• Problem to solve
A faithful copy of the listing below is needed, with its pictures left out.
------------------------
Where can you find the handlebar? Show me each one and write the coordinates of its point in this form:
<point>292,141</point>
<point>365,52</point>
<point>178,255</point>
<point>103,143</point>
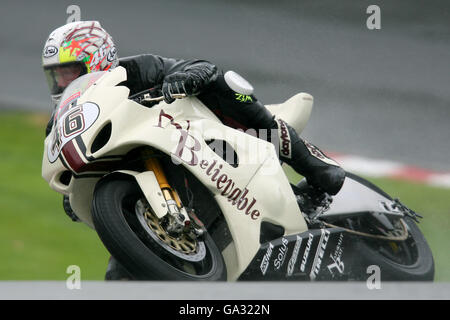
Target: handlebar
<point>148,98</point>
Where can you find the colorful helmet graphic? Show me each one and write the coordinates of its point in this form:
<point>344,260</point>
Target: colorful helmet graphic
<point>75,49</point>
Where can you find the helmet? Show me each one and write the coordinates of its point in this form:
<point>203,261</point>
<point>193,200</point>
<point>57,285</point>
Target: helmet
<point>76,49</point>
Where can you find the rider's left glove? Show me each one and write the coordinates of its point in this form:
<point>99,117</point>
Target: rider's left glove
<point>179,83</point>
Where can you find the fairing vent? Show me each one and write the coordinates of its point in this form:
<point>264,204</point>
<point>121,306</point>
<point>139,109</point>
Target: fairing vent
<point>102,138</point>
<point>224,150</point>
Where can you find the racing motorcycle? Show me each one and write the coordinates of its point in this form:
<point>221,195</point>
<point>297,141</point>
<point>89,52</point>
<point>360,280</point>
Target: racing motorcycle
<point>176,195</point>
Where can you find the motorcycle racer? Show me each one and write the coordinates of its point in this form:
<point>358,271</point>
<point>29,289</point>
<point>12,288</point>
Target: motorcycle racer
<point>83,47</point>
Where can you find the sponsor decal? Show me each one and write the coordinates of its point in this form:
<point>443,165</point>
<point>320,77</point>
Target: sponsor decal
<point>293,260</point>
<point>279,260</point>
<point>238,196</point>
<point>285,139</point>
<point>49,51</point>
<point>76,120</point>
<point>337,264</point>
<point>306,254</point>
<point>319,253</point>
<point>265,261</point>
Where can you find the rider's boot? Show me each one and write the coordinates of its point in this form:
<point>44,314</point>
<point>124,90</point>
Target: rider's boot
<point>321,172</point>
------------------------
• Reply to the exercise
Where can you find the handlebar? Show me each one and write the coordinates of its point in this form:
<point>292,141</point>
<point>365,52</point>
<point>178,255</point>
<point>103,143</point>
Target: handlebar
<point>148,98</point>
Where can you find the colorful helmet graphic? Show me each one and write the coordinates of its point in this form:
<point>344,260</point>
Target: colorful helmet graphic
<point>75,49</point>
Where can you find the helmet? Show me each one and write the coordinates of its point in this form:
<point>203,261</point>
<point>193,200</point>
<point>57,285</point>
Target: helmet
<point>76,49</point>
Where can you find the rider's left glove? Show me each one and write the coordinates of its point in this form:
<point>99,117</point>
Target: rider's left glove
<point>179,83</point>
Where can you find the fairing vent? Show me each one and write the coordinates of its point in this form:
<point>264,204</point>
<point>121,306</point>
<point>139,109</point>
Target: fairing vent
<point>102,138</point>
<point>224,150</point>
Where can you find the racing motorcycle? Show me each one and write the coordinates of its point in this form:
<point>221,195</point>
<point>297,141</point>
<point>89,52</point>
<point>360,280</point>
Target: racing motorcycle
<point>176,195</point>
Where can you find the motorcycle racer? Show me each one and write the coordinates of its point in this form:
<point>358,271</point>
<point>29,289</point>
<point>12,288</point>
Target: motorcycle racer
<point>83,47</point>
Where can you find the sponsor decal? Show me each one and write the coordinates of its point in this form:
<point>443,165</point>
<point>320,77</point>
Target: sponsor decal
<point>293,260</point>
<point>279,260</point>
<point>238,196</point>
<point>285,139</point>
<point>49,51</point>
<point>76,120</point>
<point>337,264</point>
<point>306,254</point>
<point>319,253</point>
<point>265,261</point>
Where can you find the rider's boot? Show me each one and write the coordinates of its point in this form:
<point>44,314</point>
<point>124,90</point>
Target: rider's boot
<point>321,172</point>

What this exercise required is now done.